Records:
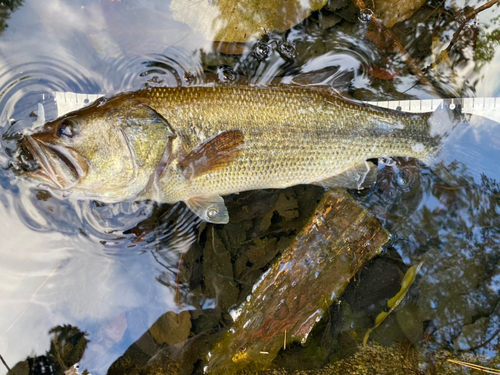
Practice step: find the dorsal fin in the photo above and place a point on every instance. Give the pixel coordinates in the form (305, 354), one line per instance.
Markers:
(215, 153)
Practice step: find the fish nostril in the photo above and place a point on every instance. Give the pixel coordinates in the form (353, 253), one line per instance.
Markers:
(24, 159)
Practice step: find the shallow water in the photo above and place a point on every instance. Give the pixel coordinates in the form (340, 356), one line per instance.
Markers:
(113, 269)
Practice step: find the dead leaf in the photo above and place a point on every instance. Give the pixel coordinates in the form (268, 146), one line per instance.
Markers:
(391, 12)
(240, 21)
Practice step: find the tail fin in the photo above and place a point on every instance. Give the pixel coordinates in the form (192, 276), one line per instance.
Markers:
(470, 143)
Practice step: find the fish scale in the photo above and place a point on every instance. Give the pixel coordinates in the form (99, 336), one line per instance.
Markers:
(292, 136)
(196, 144)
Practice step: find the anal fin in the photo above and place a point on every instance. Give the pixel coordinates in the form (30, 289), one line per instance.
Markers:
(210, 209)
(360, 176)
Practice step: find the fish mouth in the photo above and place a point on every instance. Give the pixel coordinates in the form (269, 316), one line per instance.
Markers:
(51, 163)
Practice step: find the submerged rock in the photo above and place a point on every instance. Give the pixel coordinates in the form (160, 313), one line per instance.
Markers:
(291, 297)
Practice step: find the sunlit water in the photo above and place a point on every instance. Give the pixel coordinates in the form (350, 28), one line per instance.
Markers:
(108, 271)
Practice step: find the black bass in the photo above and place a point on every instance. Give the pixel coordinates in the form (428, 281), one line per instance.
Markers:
(196, 144)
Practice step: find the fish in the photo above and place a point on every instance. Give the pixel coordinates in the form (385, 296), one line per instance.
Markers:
(198, 144)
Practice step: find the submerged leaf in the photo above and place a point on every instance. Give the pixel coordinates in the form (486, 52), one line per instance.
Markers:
(235, 21)
(391, 12)
(394, 302)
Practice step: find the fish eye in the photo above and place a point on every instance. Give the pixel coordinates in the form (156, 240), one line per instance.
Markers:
(68, 128)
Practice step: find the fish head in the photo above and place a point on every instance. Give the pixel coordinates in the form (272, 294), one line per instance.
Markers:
(87, 149)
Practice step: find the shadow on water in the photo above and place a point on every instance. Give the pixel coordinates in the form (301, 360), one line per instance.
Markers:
(150, 287)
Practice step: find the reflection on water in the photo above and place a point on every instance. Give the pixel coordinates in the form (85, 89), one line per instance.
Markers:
(130, 281)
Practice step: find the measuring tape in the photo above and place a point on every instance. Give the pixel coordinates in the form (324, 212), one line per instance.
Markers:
(485, 107)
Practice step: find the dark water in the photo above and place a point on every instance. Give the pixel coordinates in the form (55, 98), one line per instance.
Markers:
(112, 270)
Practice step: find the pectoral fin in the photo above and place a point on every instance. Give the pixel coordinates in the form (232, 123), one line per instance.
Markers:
(215, 153)
(362, 175)
(210, 209)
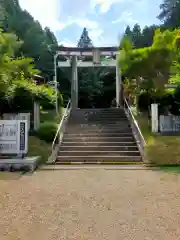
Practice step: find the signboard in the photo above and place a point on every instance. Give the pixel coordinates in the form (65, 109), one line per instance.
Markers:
(19, 116)
(171, 85)
(13, 136)
(169, 123)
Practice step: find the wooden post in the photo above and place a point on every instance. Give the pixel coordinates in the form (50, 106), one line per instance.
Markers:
(74, 83)
(118, 84)
(154, 118)
(36, 116)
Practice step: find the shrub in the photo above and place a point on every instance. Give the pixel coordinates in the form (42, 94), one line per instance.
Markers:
(47, 131)
(144, 101)
(26, 92)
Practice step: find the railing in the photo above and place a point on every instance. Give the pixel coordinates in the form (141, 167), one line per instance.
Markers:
(135, 128)
(60, 131)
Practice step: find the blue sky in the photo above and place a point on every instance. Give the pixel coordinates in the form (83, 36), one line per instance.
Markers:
(104, 19)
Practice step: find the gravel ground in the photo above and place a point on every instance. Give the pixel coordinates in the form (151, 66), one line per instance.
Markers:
(90, 204)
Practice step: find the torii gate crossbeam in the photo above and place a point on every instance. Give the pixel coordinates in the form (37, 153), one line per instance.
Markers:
(73, 63)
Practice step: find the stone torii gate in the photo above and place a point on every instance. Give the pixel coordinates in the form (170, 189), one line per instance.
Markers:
(72, 54)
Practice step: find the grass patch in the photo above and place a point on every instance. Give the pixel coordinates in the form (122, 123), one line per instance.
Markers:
(37, 147)
(160, 150)
(173, 169)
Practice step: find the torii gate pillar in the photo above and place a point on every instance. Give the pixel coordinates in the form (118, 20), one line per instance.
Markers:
(74, 83)
(118, 84)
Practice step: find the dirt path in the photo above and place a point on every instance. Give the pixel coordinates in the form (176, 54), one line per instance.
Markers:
(90, 205)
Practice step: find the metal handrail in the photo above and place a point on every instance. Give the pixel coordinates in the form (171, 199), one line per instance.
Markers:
(136, 130)
(64, 118)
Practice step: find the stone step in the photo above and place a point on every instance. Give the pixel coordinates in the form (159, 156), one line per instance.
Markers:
(99, 153)
(99, 144)
(101, 126)
(97, 159)
(97, 134)
(104, 119)
(98, 148)
(97, 130)
(98, 139)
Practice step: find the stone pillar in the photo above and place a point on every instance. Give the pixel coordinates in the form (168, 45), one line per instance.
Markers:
(74, 83)
(36, 116)
(118, 83)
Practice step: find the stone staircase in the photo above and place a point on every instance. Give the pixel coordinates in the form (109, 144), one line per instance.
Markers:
(98, 136)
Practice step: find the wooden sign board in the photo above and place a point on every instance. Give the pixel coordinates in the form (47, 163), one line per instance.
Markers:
(13, 137)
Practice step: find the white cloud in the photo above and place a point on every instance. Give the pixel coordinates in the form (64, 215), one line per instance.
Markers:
(46, 12)
(105, 5)
(126, 17)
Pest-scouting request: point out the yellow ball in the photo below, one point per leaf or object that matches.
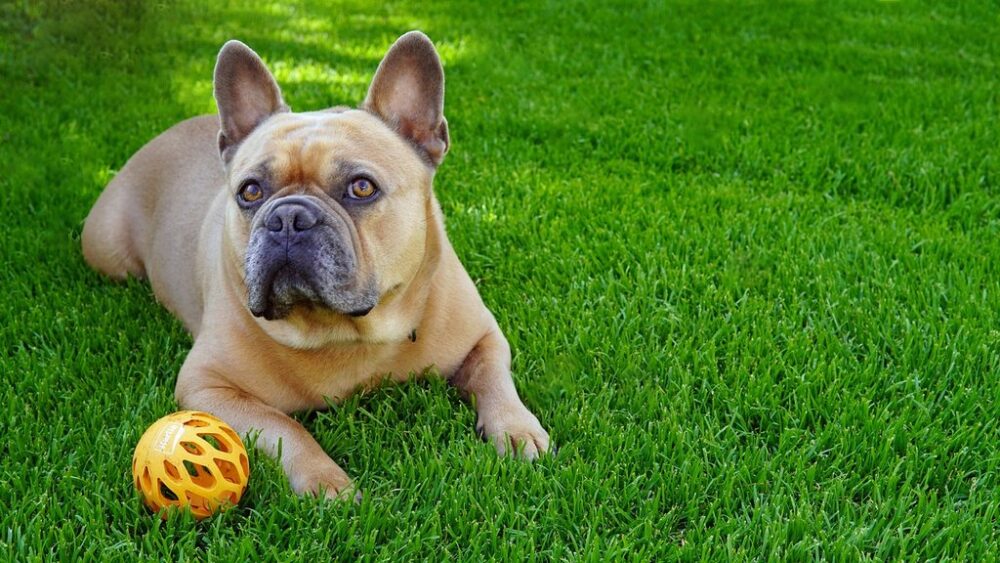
(190, 459)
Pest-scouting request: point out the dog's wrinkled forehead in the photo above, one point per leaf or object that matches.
(307, 148)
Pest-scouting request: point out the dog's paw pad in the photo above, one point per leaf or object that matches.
(519, 436)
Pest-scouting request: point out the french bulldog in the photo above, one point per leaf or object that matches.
(306, 253)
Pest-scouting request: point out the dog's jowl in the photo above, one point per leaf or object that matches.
(305, 252)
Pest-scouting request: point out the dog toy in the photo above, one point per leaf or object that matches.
(190, 459)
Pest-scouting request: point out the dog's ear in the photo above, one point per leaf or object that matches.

Requirements:
Output every line of the material above as a numbered list, skipping any blank lines and leaving out the pictures.

Solution to this task:
1. Practice step: find the dorsal fin in the photo above and place a point on every instance. Give the pixel coordinates in the form (305, 354), one line per instance.
2. Markers:
3. (215, 153)
4. Practice step: find the fish nostril in the photo above and place a point on every instance. Give the pixel coordinates in the form (353, 253), one line per instance.
5. Markers:
6. (24, 159)
7. Practice step: find the shallow water in the photo above and place a point on every instance. Give the pixel coordinates in the form (340, 356), one line per instance.
8. Markers:
9. (113, 269)
10. Practice step: find the dead leaf in the photo above and place a point on every instance. Give the pixel coordinates in the form (268, 146), one line per instance.
11. Markers:
12. (391, 12)
13. (240, 21)
14. Practice step: find the tail fin in the photo above and place a point on every instance. Give the pixel coordinates in the form (192, 276), one line per instance.
15. Markers:
16. (470, 143)
17. Practice step: find the fish scale in the photo above and place a point on every instance. Give the pixel coordinates in the form (99, 336), one line per instance.
18. Markers:
19. (292, 136)
20. (196, 144)
21. Practice step: find the anal fin in the photo above and place a point on every instance. Give the pixel coordinates in the form (30, 289), one line per instance.
22. Markers:
23. (210, 209)
24. (360, 176)
25. Practice step: find the fish mouth in the photo above and place a point on every instance. Give the pixel coordinates in the form (269, 316), one line per instance.
26. Markers:
27. (51, 163)
28. Practice step: find the submerged rock in the photo above and place a point on every instance. Give the pixel coordinates in the form (160, 313), one line per instance.
29. Markers:
30. (291, 297)
31. Practice step: find the sunlit water in the photo above and place a point on every instance. Give the pixel coordinates in the form (350, 28), one line per instance.
32. Markers:
33. (108, 271)
34. Practice step: find the black bass in the photo above and place a point on every instance. Give the pixel coordinates in the form (428, 281), one line per instance.
35. Markers:
36. (196, 144)
37. Practice step: find the fish in the photo above and place a point on every instance. Give the pixel coordinates in the form (385, 296), one line per instance.
38. Markers:
39. (198, 144)
40. Practice step: find the submerged leaf in the photo above and place a point on every instance. Give the pixel coordinates in the form (486, 52), one line per instance.
41. Markers:
42. (235, 21)
43. (391, 12)
44. (394, 302)
45. Practice step: find the fish eye in the photo above and place a point on every instance. Give the pixel coordinates in the form (156, 240), one line per instance.
46. Markers:
47. (68, 128)
48. Practice step: find the fish head in the photo above and place a point on every instance. Give the pixel coordinates in the form (272, 294), one line per instance.
49. Markers:
50. (87, 149)
51. Practice step: find the shadow on water in the photo above and place a point on every instance. Give the pixel coordinates in the form (301, 360), one line per instance.
52. Markers:
53. (150, 287)
54. Practice step: find the reflection on water in the photo above and place a point on every instance. Give the pixel coordinates in the form (85, 89), one line per instance.
55. Markers:
56. (130, 281)
57. Practice step: find the measuring tape in the photo above and place a point on every instance. Give the pixel coordinates in the form (324, 212), one line per instance.
58. Markers:
59. (485, 107)
60. Practice step: find the dark water in the photo above and place a point on every instance. Give the pixel coordinates in the form (55, 98), one line per instance.
61. Markers:
62. (112, 270)
63. Practice step: find the pectoral fin in the photo above and place a point on every instance. Give the pixel coordinates in the form (232, 123), one line per instance.
64. Markers:
65. (215, 153)
66. (362, 175)
67. (210, 209)
68. Practice step: find the signboard in the photo above and place a point on every instance. Give the pixel coordinates in the form (65, 109), one line per instance.
69. Markers:
70. (19, 116)
71. (171, 85)
72. (13, 136)
73. (169, 123)
74. Practice step: find the wooden post in the photo above and place a point on every instance. Give the pixel coordinates in the form (50, 106), one line per instance.
75. Markers:
76. (74, 83)
77. (118, 84)
78. (154, 118)
79. (36, 116)
80. Practice step: find the shrub in the photo above and place a point on every instance. Give the pixel coordinates in the form (42, 94), one line per instance.
81. Markers:
82. (47, 131)
83. (144, 101)
84. (26, 92)
85. Practice step: find the railing in the photo above and place a point on every instance. Give the pixel coordinates in the form (141, 167), one line per instance.
86. Markers:
87. (135, 128)
88. (60, 131)
89. Practice step: find the blue sky in the photo above and place a point on every instance. Give the pixel coordinates in the form (83, 36), one line per instance.
90. Markers:
91. (104, 19)
92. Practice step: find the gravel ground in the photo above and place a point on every instance. Give the pixel coordinates in the form (151, 66), one line per instance.
93. Markers:
94. (90, 204)
95. Practice step: find the torii gate crossbeam in the photo above and place a point on every instance. Give the pixel coordinates in the form (37, 153), one line per instance.
96. Markers:
97. (73, 63)
98. Practice step: find the stone torii gate in the photo above and place a point on every instance. Give the pixel coordinates in the form (170, 189), one line per instance.
99. Markers:
100. (72, 54)
101. Practice step: find the grass patch in the photo above and place a point on every instance. Give the pixel coordinates in the form (122, 123), one line per instance.
102. Markers:
103. (37, 147)
104. (160, 150)
105. (173, 169)
106. Practice step: find the torii gate pillar in the photo above and place a point on every instance. Give the pixel coordinates in the form (118, 20), one line per instance.
107. Markers:
108. (74, 83)
109. (118, 84)
110. Practice step: find the dirt path in the photo above and place a point on every instance. Give the pixel coordinates in the form (176, 54), one line per instance.
111. Markers:
112. (90, 205)
113. Practice step: find the metal handrail in the photo above and place a point on every instance. Give the pixel coordinates in the form (171, 199), one line per instance.
114. Markers:
115. (136, 130)
116. (64, 118)
117. Practice step: find the stone step in the photo above and place a point on every instance. Give the pixel coordinates in the form (159, 156), one line per instance.
118. Markers:
119. (99, 153)
120. (99, 144)
121. (101, 126)
122. (97, 159)
123. (97, 134)
124. (104, 119)
125. (98, 148)
126. (97, 130)
127. (98, 139)
128. Practice step: find the stone pillar in the photo above and place a point on every instance. Give the pixel coordinates in the form (168, 45), one line per instance.
129. Markers:
130. (74, 83)
131. (36, 116)
132. (118, 83)
133. Practice step: find the stone staircase in the photo above and place a point on every instance. Give the pixel coordinates in the form (109, 144), one line per instance.
134. Markers:
135. (98, 136)
136. Practice step: find the wooden sign board in the photo above and place a point on every instance. Give the pixel coordinates in the form (47, 163), one line per instance.
137. Markers:
138. (13, 137)
139. Practice step: find the white cloud in the photo above and place a point on every instance. Give the pixel coordinates in the form (64, 215), one line per instance.
140. Markers:
141. (46, 12)
142. (105, 5)
143. (126, 17)
144. Pest-scouting request: point out the yellow ball in the photo below, one point per leaf or object that matches.
145. (190, 459)
146. Pest-scouting request: point out the dog's wrinkled forehead in the photo above, one point per leaf or object that matches.
147. (307, 148)
148. Pest-scouting request: point out the dog's paw pad in the photo above, one point per leaf or object that matches.
149. (519, 436)
150. Pest-scouting request: point out the french bulldog in the photo above, one point per leaf or object that matches.
151. (306, 253)
152. Pest-scouting request: point out the dog's jowl in the photo above, one point per leaf or object that matches.
153. (305, 252)
154. Pest-scouting request: point out the dog toy in the photo above, one point per leaf or object that matches.
155. (190, 459)
156. Pest-scouting request: point out the dog's ear in the photo above, one point per leaf or object that matches.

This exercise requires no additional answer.